*Prompt*
Rewrite the entries from the line containing "Where can you see the woman's arm" through the last line of the entries, both ends included, and keep every request line as it is. Scale each point coordinate in the answers by 1.6 and round to whole numbers, with halves rounding up.
— START —
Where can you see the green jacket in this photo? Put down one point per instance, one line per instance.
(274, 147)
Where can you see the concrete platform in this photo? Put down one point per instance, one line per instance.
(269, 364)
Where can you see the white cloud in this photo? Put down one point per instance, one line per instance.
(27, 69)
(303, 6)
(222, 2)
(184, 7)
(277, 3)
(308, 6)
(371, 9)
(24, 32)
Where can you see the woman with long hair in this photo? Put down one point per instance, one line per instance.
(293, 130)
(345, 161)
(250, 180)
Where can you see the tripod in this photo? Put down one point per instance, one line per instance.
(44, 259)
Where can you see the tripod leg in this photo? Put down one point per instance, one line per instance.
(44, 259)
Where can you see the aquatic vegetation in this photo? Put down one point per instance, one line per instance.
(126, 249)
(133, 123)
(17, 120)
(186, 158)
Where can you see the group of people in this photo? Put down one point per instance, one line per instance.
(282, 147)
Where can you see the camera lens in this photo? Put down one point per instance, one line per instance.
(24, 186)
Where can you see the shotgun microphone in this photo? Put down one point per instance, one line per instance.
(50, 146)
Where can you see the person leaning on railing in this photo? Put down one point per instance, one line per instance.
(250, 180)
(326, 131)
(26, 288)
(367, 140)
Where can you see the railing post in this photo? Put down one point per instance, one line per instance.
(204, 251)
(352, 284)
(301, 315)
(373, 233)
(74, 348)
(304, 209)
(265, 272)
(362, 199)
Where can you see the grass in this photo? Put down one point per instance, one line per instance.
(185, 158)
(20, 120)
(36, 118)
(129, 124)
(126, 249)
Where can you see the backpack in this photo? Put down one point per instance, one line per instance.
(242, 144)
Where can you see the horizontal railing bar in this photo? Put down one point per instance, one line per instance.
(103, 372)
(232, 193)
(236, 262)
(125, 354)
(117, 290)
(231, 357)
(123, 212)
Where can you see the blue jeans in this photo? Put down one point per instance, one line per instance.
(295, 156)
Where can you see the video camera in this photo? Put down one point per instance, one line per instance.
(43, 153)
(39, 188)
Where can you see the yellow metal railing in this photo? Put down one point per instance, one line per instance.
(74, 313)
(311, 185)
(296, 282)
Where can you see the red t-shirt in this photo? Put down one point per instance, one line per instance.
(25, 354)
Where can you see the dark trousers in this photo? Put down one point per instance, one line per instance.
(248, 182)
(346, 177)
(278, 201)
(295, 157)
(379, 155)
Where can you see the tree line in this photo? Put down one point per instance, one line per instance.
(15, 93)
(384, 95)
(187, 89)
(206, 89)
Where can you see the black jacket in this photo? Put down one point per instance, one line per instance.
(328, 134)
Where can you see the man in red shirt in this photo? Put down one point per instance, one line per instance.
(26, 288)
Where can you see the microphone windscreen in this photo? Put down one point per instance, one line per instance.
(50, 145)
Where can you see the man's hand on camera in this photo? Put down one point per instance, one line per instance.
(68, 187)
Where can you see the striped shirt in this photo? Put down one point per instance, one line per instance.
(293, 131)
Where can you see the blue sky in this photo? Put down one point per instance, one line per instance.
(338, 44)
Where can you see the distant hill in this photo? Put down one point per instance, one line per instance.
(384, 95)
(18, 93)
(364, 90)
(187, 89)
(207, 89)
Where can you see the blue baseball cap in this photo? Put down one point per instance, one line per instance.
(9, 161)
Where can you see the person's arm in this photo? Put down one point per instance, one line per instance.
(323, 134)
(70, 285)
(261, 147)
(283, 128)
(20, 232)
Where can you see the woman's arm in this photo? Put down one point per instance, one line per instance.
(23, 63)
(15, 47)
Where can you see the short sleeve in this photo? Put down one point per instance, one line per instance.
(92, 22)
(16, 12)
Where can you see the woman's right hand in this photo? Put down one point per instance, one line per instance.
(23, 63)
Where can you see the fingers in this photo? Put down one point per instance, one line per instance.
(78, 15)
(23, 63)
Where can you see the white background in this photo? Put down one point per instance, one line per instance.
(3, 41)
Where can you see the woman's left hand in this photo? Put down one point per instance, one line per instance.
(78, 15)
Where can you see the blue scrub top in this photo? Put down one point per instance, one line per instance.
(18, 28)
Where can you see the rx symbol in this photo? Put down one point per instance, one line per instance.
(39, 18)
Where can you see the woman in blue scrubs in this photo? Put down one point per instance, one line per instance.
— END —
*Solution below*
Where can you see the woman's arm in this photo? Put down one point per instance, one line per instance.
(37, 101)
(24, 75)
Where can you see the short sleeve in this photo? Put down one point per instance, one line per instance.
(147, 35)
(26, 19)
Where can you see the woman's right hand in this photo? Put down one point per instance, one line per instance.
(37, 101)
Where can you see the fingers in this photo? Put down one point per instance, one line per instance.
(125, 24)
(37, 101)
Where can you see the white background in this photo? Put down one point per instance, one line per instance.
(5, 66)
Where can you see the woman's left hand in this photo? Put down one point per instance, one line per instance.
(125, 24)
Where can you see the blue scrub top in this photo? Put down one point per instance, one line per instance.
(29, 45)
Where can you see the rx symbol in this photo? Put down one point per instance, one line per instance.
(62, 29)
Where can you see the woman in blue scrubs in this photo? Put down one point per instance, one line per instance.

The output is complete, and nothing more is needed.